Pointing dataset excerpts:
- - -

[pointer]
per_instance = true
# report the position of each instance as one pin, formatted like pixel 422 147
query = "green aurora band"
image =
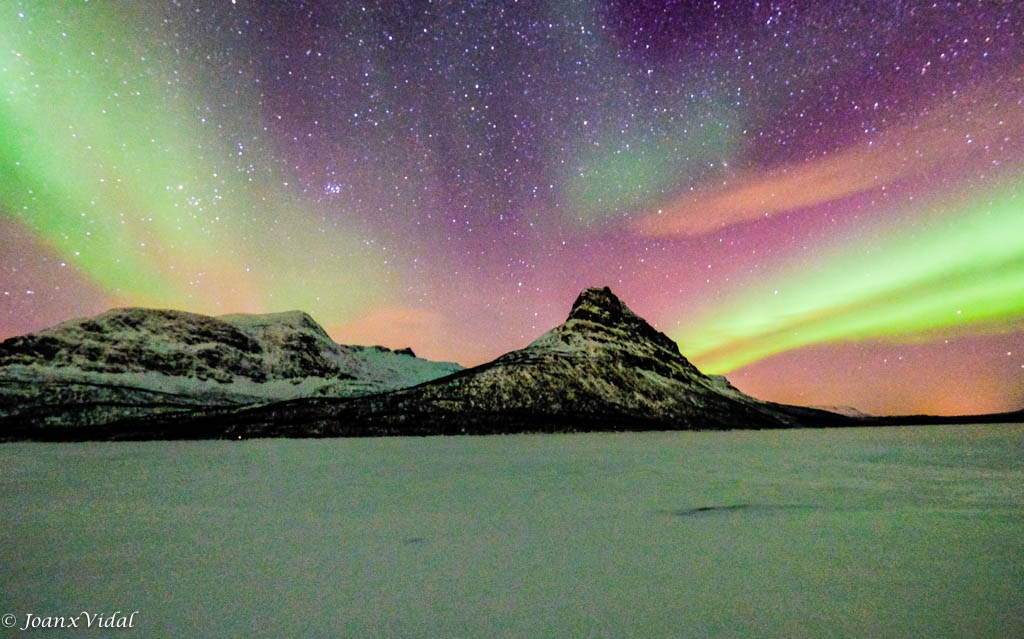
pixel 130 178
pixel 966 268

- - -

**INSTRUCTIONS TO FOLLOW:**
Rewrite the items, replacing "query" with "prompt" and leaving everything else unchanged. Omit the pictures from your answer.

**CORRECT RESPONSE:**
[pointer]
per_instance = true
# report the position of each instance as one pin, formatted like pixel 422 147
prompt = "green aurora band"
image =
pixel 130 178
pixel 966 268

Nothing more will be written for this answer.